In your copy of the records, include every word exactly and no pictures.

GIVEN DATA Block Start

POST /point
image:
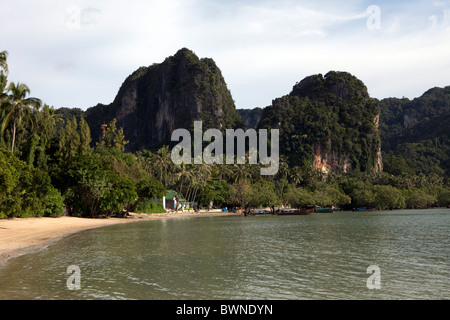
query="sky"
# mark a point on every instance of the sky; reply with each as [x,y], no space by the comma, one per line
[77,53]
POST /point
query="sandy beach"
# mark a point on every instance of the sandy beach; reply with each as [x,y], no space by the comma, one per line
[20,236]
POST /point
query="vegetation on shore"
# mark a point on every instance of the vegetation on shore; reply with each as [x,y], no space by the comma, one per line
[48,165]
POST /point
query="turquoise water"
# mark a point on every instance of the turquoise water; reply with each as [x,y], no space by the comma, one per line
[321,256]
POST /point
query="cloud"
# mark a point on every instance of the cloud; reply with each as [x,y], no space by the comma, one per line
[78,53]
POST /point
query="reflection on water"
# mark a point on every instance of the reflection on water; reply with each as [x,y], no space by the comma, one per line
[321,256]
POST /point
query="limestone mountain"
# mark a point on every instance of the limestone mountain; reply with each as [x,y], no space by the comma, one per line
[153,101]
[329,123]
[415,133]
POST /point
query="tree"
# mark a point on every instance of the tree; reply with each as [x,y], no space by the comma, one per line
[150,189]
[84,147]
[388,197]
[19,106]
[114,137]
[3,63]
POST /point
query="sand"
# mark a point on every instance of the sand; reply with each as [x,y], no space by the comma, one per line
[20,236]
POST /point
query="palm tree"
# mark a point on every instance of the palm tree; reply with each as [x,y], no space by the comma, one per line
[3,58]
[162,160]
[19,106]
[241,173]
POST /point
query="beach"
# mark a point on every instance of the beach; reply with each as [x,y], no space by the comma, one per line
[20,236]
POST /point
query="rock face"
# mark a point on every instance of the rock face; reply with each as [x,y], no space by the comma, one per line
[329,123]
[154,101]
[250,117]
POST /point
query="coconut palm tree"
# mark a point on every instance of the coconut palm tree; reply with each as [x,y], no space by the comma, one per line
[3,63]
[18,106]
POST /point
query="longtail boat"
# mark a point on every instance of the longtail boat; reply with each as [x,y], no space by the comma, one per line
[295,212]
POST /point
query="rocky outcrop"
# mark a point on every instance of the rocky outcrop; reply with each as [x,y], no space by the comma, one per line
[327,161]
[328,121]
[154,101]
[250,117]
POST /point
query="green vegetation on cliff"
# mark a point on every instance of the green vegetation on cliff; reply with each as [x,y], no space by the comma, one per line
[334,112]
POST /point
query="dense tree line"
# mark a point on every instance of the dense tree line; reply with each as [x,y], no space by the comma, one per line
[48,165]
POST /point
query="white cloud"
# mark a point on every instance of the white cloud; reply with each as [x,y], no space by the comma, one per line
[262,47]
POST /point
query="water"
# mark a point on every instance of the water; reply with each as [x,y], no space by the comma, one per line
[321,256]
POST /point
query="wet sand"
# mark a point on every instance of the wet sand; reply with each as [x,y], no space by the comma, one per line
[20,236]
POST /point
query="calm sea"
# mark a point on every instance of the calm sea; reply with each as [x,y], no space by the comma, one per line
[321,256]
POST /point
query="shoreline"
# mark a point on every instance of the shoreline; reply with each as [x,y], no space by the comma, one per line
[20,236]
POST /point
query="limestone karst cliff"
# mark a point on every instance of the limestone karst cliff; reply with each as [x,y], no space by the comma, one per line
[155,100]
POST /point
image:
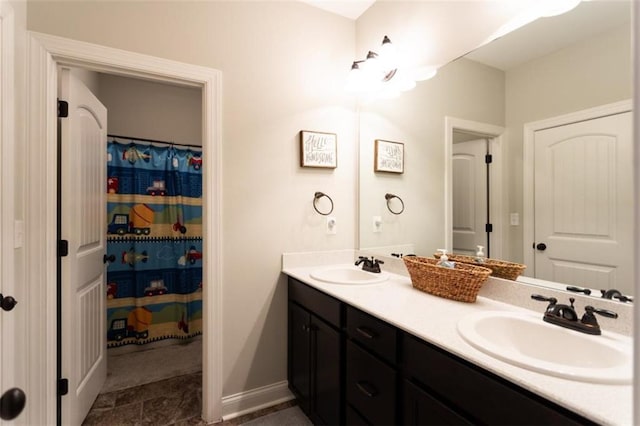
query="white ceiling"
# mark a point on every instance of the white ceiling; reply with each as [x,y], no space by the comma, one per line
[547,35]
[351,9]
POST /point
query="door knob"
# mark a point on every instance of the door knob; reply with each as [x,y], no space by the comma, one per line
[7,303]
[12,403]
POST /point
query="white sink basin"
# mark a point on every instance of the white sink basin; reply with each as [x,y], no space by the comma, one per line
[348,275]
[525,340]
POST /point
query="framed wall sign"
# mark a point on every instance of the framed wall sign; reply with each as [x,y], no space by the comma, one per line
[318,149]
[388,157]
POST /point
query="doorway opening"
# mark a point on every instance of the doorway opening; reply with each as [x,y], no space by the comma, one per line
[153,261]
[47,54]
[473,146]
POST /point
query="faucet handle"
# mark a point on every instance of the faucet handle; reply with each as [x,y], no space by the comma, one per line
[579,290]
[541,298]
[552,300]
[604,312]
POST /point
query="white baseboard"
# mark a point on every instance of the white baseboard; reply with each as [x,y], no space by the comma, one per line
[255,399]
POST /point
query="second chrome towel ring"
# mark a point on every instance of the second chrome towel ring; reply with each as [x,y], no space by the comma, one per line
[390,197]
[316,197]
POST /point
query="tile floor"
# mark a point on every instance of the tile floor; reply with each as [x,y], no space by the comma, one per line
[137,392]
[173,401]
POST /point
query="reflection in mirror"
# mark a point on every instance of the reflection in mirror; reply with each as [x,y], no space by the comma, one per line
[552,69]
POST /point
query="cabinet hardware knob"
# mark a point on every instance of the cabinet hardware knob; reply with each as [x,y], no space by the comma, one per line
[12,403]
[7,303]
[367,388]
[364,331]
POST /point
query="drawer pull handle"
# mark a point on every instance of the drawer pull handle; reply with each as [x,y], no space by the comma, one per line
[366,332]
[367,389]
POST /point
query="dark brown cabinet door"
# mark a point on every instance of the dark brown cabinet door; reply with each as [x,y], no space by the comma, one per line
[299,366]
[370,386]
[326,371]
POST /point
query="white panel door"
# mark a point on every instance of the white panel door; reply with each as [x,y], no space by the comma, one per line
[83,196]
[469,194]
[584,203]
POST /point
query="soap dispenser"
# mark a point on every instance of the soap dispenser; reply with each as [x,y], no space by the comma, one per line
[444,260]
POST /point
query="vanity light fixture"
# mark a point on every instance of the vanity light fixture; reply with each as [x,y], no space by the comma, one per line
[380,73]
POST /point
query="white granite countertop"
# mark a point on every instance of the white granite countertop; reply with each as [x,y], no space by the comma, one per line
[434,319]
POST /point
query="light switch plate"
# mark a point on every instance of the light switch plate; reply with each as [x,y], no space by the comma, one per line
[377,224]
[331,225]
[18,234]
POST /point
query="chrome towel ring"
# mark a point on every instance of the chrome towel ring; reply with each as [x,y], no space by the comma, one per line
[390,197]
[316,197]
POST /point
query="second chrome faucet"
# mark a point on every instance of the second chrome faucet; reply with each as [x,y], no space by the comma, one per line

GIVEN DATA Block End

PROBLEM SOLUTION:
POST /point
image:
query="sky"
# mark a point on every instance of the sky; reply with each as [x,y], no space by the comma, one per line
[77,53]
POST /point
query="sandy beach"
# mark a point on every instance of the sandy beach; reply with each as [x,y], no space by the comma, one per line
[20,236]
POST /point
query="vegetation on shore"
# mark a point on every instance of the vegetation on shore; reply with each as [x,y], no space by the comma, one per line
[48,165]
POST /point
query="turquoise water"
# mark a point on every instance of the turquoise water; reply with each as [x,y], no space by the comma, one per line
[321,256]
POST /point
query="cloud"
# mark a point on every instance of the cloud; reply with each as [x,y], no space by the comma, one per line
[78,53]
POST /point
query="reflection on water"
# mark a point on every instance of the reflection on water; reply with each as [x,y], no space by the comma, one per line
[321,256]
POST /point
query="limestone mountain"
# mark a point on every instance of the limestone mountain; reply with each as [x,y], no space by the comma, one per line
[153,101]
[329,123]
[415,133]
POST /point
query="tree"
# mark a point on every instance of the tree; reply with each as [x,y], no space by the comma, one per line
[150,189]
[84,147]
[388,197]
[19,106]
[114,137]
[3,63]
POST /point
query="sand"
# mark a point on every instance of the sand; reply with each as [x,y], no space by the comma, one per line
[20,236]
POST /point
query="palm tree"
# mark a point on every instance of the palm tree; reply with each as [x,y], no space by the comma, one per line
[3,58]
[162,160]
[19,106]
[241,173]
POST /point
query="beach"
# mark a point on every instance of the beach; reply with each as [x,y], no space by the comma, one per line
[20,236]
POST /point
query="rock face"
# mark a point on every instance of the rock face; reply with each as [x,y], no space by the comma, one per line
[329,123]
[154,101]
[250,117]
POST /point
query="coconut palm tree"
# mark a point on every instance of the coconut palm tree; reply with each as [x,y], no space by the comma, one per line
[3,63]
[18,106]
POST /point
query="longtail boat"
# mark a point on every instance of the longtail boat; reply with each as [x,y], no space by the comma, one per line
[295,212]
POST /point
query="rocky outcrop"
# mark a point on every instance of the rocky outcrop; reply with each as [x,y], no space by the comma, one per line
[327,161]
[328,121]
[154,101]
[250,117]
POST /point
query="green vegetation on cliff"
# mark a point on every instance of the green vegetation on cliff; reply with each as [x,y], no space by the comma, one per line
[334,112]
POST /point
query="dense tree line"
# mark a point on every instance of the dense tree line; reply with each as [x,y], no space by the comma, one per line
[48,165]
POST /point
query="white cloud"
# mark a point on every instance of the white cloud; reply with each as [x,y], no space by the comma, one per line
[262,47]
POST /point
query="water"
# mark a point on every instance of the water; reply with each as [x,y], no space by the comma, one per line
[321,256]
POST /point
query="wet sand"
# mark a point on every instance of the wet sand; reply with each as [x,y], no space by the comma, one per line
[20,236]
POST /point
query="calm sea"
# mark a point on every instance of the calm sea; reply with each as [x,y], no space by the comma, one per line
[321,256]
POST /point
query="shoreline"
# mark a point on every instance of the shoreline; reply with each as [x,y], no space by the comma, one per line
[20,236]
POST /point
query="limestone karst cliff"
# mark a point on every instance of the limestone karst cliff; reply with each as [x,y], no space by the comma, one per line
[155,100]
POST /point
image:
query="white ceiling"
# mark a point on every instance of the white ceiling; reply with each as [x,y], no space by the comma, one per line
[547,35]
[351,9]
POST /point
query="door knob"
# mark a point on every instance of the door knob; reply with each as [x,y], no space by the comma, one per line
[7,303]
[12,403]
POST /point
query="white sink basin"
# mark a point on every instance of the white sink basin; reply with each as [x,y], no space by the comma, one per line
[348,275]
[525,340]
POST /point
query="framed wall sign"
# mark a point on every instance of the framed wall sign; reply with each as [x,y], no space by the comma, one per line
[318,149]
[388,157]
POST /point
query="doorway opening"
# mark a point on every instance of the doorway opening; reply with each as [x,y], no space by the comma, one per line
[153,261]
[47,54]
[473,146]
POST /point
query="faucet handle"
# mark a point on every instance of the faucet handle; reply with each as [x,y], no space by the comma, one per line
[579,290]
[541,298]
[552,300]
[604,312]
POST /point
query="white baseboard"
# mark a point on every instance of the white baseboard; reply with each as [x,y], no space by the comma, one per line
[255,399]
POST /point
query="second chrome towel ring"
# mark a point on every instance of the second chrome towel ring; reply with each as [x,y], no space by the comma, one per line
[390,197]
[316,197]
POST /point
query="tile floor"
# mark a point on every instance of the tile floor; reply with each as [x,y], no space by the comma, one per line
[137,392]
[173,401]
POST /point
query="reflection in mirror"
# mark a point on every instance of the reflection in mirror; reply with each as [x,y], no space by the comma, one per line
[552,69]
POST /point
query="cabinet hardware knob"
# mark a point on every instance of the cabinet hardware knob; reply with each as [x,y], no space by the comma, one per line
[12,403]
[7,303]
[367,388]
[364,331]
POST /point
query="drawer pull handle"
# mark a point on every instance of the drawer pull handle; reply with each as [x,y], no space by the comma, one per line
[366,332]
[367,389]
POST /point
query="dark brown cabinet door"
# mark a point on every instance of the dark brown cabinet door; reply with each as [x,y], no space by the comma, one per line
[299,366]
[370,386]
[326,371]
POST /point
query="white panel door"
# mark a point on every instance of the white panel door; reply with each as [x,y], no space by the comma, one per line
[83,196]
[469,194]
[584,203]
POST /point
query="soap dispenser"
# mark a point on every instance of the soap dispenser; reply with each as [x,y], no space by the comma, one per line
[444,260]
POST /point
query="vanity light fixture"
# mark a point on every instance of the vanity light fixture; reply with each as [x,y], no space by the comma, one per line
[380,73]
POST /point
query="white granite countertop"
# mark a point on every instance of the white granite countertop; reply with each as [x,y], no space by the comma, one per line
[434,319]
POST /point
query="light switch plate"
# mark a point on every instance of the light switch plate; reply with each as [x,y], no space by the comma, one per line
[377,224]
[331,225]
[18,234]
POST /point
query="chrome towel ring"
# mark a point on every instance of the chrome towel ring; reply with each as [x,y], no space by the comma, one per line
[390,197]
[316,197]
POST /point
query="second chrome faucet"
# mark a point on every instance of the second chrome faucet; reply with each as [x,y], no space by the comma, one per line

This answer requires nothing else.